Challenge
Set down, word for word, the stretch of lines from the one containing "147, row 24." to the end of the records below.

Labeled-object pointing entries:
■ ■ ■

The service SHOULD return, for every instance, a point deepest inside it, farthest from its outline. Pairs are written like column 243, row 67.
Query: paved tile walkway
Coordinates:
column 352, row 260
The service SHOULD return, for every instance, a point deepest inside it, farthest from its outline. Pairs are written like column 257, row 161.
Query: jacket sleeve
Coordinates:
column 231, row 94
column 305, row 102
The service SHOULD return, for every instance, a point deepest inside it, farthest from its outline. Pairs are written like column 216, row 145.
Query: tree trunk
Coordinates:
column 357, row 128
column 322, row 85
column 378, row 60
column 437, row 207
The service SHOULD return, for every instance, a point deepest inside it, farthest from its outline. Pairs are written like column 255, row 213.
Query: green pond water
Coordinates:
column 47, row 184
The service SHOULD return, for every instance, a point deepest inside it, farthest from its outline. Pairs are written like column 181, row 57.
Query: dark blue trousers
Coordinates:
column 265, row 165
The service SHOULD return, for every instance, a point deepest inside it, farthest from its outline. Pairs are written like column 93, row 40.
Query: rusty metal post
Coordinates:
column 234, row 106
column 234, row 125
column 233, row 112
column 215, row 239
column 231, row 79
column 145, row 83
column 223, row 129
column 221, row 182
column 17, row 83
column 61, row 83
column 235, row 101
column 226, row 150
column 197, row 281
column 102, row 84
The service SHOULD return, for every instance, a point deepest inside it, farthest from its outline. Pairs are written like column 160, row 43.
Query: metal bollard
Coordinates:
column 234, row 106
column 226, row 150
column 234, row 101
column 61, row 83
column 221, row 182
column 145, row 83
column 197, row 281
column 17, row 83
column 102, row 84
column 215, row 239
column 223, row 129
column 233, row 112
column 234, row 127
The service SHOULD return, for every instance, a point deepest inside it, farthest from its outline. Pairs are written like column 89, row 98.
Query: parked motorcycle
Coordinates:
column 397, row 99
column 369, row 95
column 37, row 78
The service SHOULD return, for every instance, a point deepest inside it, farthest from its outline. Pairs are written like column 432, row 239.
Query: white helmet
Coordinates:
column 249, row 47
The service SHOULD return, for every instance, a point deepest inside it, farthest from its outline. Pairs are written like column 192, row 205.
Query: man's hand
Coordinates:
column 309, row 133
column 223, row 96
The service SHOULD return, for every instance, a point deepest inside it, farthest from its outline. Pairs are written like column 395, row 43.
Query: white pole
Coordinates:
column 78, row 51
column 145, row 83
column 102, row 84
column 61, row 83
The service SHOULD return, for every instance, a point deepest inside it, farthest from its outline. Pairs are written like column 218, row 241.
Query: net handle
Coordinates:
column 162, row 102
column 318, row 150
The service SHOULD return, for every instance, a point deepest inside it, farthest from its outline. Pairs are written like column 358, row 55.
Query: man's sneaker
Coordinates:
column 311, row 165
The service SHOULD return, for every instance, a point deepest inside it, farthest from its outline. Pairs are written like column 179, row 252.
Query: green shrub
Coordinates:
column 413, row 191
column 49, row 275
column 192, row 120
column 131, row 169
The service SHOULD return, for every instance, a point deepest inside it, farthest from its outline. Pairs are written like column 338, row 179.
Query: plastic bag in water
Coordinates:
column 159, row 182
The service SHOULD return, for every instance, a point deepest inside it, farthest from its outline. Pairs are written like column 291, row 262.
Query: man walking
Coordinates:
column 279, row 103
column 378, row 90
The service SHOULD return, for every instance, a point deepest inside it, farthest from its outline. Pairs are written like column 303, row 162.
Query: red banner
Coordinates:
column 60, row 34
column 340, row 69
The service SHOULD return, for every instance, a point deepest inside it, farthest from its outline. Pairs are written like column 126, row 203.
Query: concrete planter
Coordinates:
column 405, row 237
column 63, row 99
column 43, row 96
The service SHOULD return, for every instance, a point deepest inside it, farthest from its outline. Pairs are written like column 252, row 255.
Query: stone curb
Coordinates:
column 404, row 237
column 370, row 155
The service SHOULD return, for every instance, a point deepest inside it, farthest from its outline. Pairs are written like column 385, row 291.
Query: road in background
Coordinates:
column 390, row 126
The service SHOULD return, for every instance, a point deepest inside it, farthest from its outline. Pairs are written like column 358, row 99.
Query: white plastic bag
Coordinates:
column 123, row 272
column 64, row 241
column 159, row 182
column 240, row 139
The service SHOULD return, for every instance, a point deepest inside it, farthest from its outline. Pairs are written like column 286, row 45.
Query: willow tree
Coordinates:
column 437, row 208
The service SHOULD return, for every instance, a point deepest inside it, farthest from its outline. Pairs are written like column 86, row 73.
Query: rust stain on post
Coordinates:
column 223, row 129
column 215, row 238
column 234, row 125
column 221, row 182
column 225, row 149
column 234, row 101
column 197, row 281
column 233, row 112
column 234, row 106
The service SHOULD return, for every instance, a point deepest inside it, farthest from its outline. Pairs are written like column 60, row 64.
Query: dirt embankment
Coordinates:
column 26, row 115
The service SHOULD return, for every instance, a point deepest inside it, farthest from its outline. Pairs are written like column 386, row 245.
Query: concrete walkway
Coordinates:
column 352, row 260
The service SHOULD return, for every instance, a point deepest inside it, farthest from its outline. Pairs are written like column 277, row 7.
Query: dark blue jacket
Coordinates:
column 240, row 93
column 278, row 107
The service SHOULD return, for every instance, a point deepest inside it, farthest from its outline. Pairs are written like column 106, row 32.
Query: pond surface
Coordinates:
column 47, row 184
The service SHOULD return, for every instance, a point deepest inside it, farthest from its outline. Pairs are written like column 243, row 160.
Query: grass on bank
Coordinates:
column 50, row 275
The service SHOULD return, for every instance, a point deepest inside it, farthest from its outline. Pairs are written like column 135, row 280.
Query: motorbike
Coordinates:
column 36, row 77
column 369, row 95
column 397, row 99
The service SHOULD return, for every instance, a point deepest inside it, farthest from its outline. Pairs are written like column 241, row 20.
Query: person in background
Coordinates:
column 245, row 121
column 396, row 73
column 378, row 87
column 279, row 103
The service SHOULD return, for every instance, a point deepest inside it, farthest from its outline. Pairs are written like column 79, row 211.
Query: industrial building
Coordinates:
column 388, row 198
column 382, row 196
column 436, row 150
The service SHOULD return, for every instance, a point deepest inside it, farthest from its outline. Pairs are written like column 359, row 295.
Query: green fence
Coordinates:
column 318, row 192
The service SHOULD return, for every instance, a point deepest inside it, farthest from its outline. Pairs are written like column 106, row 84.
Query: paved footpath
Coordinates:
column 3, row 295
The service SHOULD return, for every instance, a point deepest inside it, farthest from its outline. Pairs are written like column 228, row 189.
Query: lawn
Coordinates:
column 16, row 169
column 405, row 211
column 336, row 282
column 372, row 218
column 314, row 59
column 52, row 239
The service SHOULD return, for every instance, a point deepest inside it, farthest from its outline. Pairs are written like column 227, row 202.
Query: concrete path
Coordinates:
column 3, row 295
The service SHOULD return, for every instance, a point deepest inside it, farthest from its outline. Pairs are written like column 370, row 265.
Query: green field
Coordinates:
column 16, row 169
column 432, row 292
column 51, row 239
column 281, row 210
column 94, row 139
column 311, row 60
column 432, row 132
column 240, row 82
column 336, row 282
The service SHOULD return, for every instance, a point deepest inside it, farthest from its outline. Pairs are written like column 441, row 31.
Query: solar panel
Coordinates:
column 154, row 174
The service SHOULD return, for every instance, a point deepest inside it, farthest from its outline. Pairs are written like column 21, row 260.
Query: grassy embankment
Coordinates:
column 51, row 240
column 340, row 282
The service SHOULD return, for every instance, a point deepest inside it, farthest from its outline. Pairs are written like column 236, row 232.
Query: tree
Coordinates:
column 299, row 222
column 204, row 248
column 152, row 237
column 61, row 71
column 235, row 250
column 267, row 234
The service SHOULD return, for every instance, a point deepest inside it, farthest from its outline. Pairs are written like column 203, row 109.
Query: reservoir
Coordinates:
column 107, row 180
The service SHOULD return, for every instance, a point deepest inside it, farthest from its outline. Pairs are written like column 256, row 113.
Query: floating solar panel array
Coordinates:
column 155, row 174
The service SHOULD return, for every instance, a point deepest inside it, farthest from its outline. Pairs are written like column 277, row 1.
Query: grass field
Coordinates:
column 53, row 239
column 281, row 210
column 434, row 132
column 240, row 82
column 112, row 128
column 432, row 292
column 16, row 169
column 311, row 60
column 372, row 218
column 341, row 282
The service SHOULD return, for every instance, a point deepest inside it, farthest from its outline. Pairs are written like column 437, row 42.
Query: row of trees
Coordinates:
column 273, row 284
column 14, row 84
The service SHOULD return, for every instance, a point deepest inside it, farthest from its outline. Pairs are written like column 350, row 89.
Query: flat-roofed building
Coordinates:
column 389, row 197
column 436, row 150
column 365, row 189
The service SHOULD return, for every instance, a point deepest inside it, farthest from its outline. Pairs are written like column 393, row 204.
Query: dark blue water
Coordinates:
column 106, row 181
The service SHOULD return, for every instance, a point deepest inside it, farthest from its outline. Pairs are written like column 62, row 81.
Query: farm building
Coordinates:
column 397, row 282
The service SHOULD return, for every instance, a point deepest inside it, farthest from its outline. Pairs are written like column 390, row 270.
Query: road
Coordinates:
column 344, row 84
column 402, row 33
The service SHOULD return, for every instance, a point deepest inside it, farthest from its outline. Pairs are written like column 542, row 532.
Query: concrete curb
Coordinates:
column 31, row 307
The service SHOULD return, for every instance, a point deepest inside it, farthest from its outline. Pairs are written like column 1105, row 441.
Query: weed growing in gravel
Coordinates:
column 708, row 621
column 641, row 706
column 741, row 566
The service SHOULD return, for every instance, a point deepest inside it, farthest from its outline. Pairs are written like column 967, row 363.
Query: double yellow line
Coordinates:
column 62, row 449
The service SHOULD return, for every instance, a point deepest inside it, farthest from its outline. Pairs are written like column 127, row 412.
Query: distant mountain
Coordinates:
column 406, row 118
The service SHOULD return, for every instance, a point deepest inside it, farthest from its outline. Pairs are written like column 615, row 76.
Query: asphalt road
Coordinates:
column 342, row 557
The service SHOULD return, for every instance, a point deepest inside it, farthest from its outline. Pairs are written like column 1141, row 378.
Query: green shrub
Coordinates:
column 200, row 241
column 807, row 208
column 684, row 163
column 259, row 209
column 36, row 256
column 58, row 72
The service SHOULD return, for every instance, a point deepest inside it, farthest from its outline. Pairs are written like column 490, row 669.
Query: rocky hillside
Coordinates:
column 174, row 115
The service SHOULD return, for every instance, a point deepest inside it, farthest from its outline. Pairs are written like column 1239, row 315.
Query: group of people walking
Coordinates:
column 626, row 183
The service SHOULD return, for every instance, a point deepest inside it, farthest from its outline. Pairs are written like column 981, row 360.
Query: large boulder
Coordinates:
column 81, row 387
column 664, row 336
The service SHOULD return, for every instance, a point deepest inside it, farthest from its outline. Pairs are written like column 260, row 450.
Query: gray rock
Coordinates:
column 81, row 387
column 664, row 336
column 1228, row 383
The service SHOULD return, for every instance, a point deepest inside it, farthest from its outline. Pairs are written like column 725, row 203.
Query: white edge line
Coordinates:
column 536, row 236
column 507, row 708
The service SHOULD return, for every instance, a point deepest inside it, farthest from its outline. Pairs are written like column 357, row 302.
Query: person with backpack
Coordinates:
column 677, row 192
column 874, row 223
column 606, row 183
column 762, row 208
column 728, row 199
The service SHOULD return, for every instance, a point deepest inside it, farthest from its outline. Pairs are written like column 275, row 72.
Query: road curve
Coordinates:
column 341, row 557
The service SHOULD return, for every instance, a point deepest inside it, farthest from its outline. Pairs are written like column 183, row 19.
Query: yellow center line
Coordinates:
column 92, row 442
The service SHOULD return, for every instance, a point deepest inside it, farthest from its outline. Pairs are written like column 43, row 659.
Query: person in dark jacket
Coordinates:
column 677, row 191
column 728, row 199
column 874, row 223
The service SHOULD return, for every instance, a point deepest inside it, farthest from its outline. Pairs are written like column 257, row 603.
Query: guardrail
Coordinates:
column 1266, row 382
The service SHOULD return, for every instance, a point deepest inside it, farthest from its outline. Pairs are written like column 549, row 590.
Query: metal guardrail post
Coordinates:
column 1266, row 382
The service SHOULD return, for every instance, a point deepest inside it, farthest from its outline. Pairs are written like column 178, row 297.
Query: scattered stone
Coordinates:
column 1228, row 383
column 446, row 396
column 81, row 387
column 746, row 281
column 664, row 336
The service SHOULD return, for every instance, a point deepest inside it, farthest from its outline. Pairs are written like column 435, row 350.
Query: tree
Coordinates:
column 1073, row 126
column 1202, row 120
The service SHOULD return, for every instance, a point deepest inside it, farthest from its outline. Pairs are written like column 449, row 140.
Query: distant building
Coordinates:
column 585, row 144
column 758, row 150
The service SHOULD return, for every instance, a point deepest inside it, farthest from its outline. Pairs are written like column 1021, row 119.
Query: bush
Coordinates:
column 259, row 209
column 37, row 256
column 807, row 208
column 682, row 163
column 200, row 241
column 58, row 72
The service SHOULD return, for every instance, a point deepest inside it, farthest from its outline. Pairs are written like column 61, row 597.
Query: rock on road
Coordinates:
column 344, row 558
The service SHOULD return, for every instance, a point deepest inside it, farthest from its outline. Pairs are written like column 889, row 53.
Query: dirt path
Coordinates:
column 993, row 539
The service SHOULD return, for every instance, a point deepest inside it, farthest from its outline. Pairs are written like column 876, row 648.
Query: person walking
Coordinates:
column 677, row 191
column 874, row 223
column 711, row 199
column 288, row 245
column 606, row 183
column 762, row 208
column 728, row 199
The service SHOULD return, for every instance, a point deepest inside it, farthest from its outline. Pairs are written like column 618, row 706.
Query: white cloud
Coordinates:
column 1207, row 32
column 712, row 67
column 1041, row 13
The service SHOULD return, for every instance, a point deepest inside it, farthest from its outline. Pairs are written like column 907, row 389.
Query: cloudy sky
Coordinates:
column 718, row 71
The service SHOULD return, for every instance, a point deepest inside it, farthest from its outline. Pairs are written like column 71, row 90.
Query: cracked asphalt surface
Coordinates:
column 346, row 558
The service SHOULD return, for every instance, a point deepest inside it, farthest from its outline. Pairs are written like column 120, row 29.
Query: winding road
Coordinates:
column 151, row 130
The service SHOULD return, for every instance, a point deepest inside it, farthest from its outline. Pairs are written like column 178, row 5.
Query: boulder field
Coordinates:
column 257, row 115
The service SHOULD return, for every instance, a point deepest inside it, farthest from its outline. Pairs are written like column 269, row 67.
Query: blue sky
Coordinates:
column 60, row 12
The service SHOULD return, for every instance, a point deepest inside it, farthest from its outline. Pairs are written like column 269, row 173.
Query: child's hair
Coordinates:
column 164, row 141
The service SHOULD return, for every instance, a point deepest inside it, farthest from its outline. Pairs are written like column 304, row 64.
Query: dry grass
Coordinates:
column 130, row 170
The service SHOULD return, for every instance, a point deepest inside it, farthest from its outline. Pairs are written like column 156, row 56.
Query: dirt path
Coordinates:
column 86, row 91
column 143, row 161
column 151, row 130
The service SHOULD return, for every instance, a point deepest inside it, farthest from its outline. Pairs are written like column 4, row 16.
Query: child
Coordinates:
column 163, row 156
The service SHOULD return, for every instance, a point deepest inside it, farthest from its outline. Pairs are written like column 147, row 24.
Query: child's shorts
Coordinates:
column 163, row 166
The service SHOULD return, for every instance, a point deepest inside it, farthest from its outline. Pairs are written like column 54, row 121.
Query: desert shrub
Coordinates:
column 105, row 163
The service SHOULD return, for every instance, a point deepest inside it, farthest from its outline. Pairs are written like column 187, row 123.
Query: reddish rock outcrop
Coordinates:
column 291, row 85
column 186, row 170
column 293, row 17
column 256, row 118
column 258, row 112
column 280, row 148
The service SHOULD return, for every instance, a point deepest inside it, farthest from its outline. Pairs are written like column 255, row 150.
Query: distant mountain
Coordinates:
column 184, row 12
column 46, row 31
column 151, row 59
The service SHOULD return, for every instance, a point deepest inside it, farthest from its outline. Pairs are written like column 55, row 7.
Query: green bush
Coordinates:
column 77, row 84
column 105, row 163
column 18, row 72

■ ■ ■

Exercise output
The service SHOULD return, for every instance, a point deepest inside it, farthest from its outline. Pairs are written like column 147, row 24.
Query: child's shorts
Coordinates:
column 163, row 166
The service SHOULD return, for every instance, a point deepest inside it, farthest from its outline. Pairs are written like column 54, row 121.
Query: desert shrub
Coordinates:
column 105, row 163
The service SHOULD return, for every instance, a point deepest inside it, farthest from its outline. Pairs are written like column 187, row 123.
Query: reddish rock outcrop
Coordinates:
column 291, row 85
column 186, row 170
column 293, row 17
column 256, row 118
column 258, row 112
column 280, row 148
The service SHOULD return, for every instance, a point deepest inside it, farthest from its outline. Pairs are written like column 255, row 150.
Query: distant mountain
Coordinates:
column 184, row 12
column 46, row 31
column 151, row 59
The service SHOULD return, for every instance, a point deepest inside it, farthest from its outline. Pairs are written like column 55, row 7.
Query: green bush
Coordinates:
column 77, row 84
column 105, row 163
column 18, row 72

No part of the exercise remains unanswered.